*TASK TO COMPLETE*:
The line containing "the tree in" marks the start; return it and every line after it in the listing below, exactly, through the last.

(STUDY MATERIAL)

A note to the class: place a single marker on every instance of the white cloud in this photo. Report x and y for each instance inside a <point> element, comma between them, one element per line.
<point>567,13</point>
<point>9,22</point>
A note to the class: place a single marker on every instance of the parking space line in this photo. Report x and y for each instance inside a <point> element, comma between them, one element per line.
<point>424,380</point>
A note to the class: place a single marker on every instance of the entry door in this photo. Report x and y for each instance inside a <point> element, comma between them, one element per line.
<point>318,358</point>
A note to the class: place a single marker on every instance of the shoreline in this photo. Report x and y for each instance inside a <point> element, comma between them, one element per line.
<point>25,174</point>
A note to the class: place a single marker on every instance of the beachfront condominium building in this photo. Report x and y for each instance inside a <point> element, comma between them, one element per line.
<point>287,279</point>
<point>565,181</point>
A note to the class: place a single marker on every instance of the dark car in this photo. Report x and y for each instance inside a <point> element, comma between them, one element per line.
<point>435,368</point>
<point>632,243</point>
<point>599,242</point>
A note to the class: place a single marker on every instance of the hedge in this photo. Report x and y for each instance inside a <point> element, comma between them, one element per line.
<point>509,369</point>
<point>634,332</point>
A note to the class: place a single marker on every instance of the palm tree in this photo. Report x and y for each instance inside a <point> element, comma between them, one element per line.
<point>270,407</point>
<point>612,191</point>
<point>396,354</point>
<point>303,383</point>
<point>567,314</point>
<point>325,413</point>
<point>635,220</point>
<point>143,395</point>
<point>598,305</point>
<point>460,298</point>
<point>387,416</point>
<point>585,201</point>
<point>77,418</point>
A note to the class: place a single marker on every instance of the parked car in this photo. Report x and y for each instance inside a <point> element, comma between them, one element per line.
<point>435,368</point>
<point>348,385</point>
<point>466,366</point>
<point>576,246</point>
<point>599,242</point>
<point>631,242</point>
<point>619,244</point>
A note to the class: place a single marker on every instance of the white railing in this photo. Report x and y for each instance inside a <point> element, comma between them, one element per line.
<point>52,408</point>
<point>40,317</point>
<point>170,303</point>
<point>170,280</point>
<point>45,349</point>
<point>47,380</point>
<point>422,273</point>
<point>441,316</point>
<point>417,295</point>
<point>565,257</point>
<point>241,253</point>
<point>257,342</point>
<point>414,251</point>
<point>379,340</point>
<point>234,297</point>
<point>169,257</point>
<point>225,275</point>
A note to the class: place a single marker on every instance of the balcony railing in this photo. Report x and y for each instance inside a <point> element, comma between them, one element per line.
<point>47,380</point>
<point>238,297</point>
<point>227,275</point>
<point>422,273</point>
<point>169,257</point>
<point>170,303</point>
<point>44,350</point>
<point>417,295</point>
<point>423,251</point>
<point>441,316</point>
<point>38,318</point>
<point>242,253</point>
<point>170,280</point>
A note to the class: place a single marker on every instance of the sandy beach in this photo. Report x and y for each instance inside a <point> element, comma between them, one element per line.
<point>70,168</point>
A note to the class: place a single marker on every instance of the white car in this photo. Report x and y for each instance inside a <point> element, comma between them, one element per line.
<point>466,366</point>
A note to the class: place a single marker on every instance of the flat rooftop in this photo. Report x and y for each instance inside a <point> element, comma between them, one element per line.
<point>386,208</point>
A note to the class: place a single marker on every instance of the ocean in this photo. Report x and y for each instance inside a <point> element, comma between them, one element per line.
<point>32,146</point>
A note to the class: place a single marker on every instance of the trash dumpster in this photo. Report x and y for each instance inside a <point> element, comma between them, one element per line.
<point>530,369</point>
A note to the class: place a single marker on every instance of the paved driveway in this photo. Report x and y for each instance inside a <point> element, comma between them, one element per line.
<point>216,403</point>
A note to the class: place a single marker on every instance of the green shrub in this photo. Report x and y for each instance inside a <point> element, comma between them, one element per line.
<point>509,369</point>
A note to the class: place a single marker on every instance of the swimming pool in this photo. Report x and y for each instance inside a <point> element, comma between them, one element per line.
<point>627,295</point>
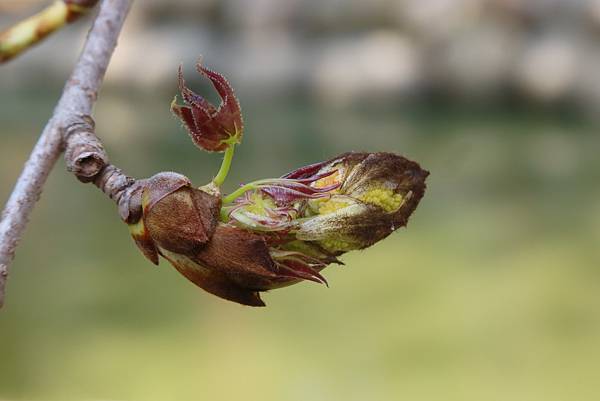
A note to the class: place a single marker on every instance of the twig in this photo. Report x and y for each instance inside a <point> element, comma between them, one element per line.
<point>70,128</point>
<point>32,30</point>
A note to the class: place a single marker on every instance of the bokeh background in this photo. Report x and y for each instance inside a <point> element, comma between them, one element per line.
<point>491,293</point>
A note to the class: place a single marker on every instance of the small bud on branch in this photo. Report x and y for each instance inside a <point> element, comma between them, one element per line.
<point>32,30</point>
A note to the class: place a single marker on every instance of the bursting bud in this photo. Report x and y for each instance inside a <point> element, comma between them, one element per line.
<point>167,213</point>
<point>211,128</point>
<point>269,233</point>
<point>343,204</point>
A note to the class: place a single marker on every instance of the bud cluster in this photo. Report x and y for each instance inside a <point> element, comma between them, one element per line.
<point>269,233</point>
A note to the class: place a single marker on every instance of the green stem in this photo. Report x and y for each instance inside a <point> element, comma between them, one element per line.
<point>225,165</point>
<point>238,192</point>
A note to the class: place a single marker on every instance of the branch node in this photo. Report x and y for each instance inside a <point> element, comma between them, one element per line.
<point>84,154</point>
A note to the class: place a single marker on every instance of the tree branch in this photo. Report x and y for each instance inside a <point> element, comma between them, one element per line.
<point>70,128</point>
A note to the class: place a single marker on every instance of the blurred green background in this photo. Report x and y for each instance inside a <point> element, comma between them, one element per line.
<point>491,293</point>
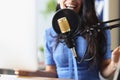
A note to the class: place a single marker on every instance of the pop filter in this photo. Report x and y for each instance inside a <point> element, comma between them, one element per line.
<point>72,18</point>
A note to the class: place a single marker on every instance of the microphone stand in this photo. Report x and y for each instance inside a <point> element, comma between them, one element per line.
<point>99,28</point>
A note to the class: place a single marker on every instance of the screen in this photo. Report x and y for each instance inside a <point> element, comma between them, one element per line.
<point>18,42</point>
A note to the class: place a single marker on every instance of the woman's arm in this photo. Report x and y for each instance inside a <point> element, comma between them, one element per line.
<point>50,71</point>
<point>108,67</point>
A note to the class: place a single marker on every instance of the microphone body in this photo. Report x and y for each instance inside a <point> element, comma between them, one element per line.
<point>65,29</point>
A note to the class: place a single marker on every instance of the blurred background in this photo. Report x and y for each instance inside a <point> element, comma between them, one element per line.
<point>106,10</point>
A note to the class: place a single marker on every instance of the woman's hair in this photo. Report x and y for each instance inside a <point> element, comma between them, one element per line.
<point>97,43</point>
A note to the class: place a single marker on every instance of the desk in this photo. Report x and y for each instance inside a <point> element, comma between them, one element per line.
<point>14,77</point>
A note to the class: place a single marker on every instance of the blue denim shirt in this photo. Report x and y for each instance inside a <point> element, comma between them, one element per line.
<point>61,56</point>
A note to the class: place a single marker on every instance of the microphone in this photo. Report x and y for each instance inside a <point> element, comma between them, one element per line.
<point>66,23</point>
<point>65,29</point>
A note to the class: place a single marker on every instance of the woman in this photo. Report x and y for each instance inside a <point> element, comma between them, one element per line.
<point>58,57</point>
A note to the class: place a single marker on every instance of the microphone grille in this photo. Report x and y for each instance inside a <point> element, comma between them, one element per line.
<point>63,24</point>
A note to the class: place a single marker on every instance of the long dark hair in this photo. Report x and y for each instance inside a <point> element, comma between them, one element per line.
<point>97,44</point>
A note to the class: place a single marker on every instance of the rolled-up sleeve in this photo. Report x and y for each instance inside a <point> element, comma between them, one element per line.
<point>47,48</point>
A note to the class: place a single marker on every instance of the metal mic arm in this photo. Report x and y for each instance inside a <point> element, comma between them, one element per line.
<point>99,28</point>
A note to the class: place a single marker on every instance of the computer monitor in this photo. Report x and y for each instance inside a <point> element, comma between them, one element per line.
<point>18,36</point>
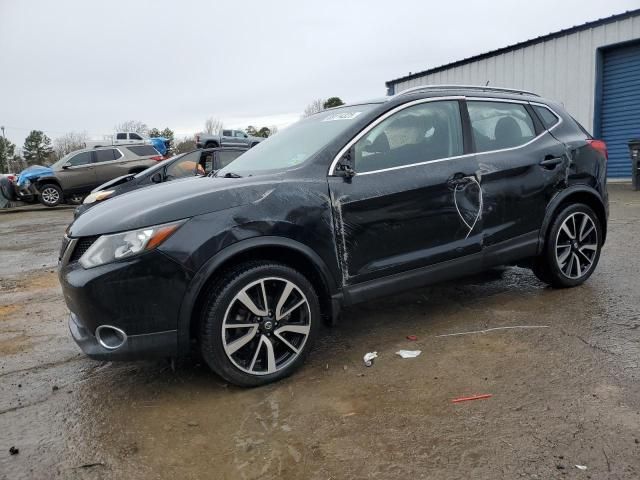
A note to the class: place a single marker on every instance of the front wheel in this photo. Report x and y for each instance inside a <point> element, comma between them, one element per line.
<point>572,248</point>
<point>50,195</point>
<point>258,323</point>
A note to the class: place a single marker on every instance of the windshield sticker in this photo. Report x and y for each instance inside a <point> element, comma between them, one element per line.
<point>341,116</point>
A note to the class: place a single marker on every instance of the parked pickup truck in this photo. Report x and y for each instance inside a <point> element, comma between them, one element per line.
<point>161,144</point>
<point>229,138</point>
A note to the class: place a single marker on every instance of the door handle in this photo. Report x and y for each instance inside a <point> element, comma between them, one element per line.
<point>551,162</point>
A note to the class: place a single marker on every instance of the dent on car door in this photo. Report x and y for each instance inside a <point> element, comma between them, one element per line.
<point>408,204</point>
<point>521,166</point>
<point>78,173</point>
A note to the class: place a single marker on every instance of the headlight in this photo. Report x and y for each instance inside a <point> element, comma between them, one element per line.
<point>109,248</point>
<point>99,196</point>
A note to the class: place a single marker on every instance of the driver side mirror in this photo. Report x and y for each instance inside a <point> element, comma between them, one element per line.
<point>344,168</point>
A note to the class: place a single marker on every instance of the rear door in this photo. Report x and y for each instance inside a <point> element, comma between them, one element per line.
<point>78,173</point>
<point>521,166</point>
<point>408,205</point>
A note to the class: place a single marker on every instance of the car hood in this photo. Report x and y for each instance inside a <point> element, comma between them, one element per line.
<point>169,201</point>
<point>32,173</point>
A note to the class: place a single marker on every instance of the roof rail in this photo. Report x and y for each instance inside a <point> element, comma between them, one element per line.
<point>481,88</point>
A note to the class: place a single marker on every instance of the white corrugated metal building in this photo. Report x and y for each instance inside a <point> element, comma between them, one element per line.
<point>593,69</point>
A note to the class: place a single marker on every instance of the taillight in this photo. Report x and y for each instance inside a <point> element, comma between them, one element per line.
<point>600,146</point>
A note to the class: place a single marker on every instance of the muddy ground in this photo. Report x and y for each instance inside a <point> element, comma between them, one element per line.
<point>564,395</point>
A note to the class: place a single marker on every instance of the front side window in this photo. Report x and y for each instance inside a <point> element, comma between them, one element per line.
<point>187,166</point>
<point>107,155</point>
<point>499,125</point>
<point>81,159</point>
<point>424,132</point>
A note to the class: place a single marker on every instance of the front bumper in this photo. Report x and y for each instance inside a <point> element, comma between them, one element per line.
<point>140,296</point>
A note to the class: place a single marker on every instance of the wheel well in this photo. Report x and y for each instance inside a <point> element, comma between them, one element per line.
<point>590,200</point>
<point>287,256</point>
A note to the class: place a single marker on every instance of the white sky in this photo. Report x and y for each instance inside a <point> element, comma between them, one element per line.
<point>85,65</point>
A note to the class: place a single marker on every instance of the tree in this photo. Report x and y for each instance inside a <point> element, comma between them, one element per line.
<point>69,142</point>
<point>7,152</point>
<point>37,148</point>
<point>333,102</point>
<point>212,126</point>
<point>135,126</point>
<point>314,107</point>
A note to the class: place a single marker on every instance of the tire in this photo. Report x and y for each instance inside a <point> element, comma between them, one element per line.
<point>272,346</point>
<point>50,194</point>
<point>566,261</point>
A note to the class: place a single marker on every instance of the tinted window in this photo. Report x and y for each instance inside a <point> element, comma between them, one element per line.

(End STUDY MATERIAL)

*RESULT OF THIS EXERCISE*:
A note to the class: place a single marker on every instance of the tree in this photo. Report x and y for each instance inside a <point> element, comma between them, one element per line.
<point>69,142</point>
<point>7,152</point>
<point>37,148</point>
<point>333,102</point>
<point>212,126</point>
<point>135,126</point>
<point>314,107</point>
A note to the class: place a single marker on every instance of the tire in this photo. Report x and y for each instance inside a <point> element, comma between them, one element per line.
<point>272,346</point>
<point>50,194</point>
<point>566,261</point>
A note to the class: place a single marker on every instance of the tinted window in this photo. Report x and y for each instance inside a <point> element, comma between them, one element per line.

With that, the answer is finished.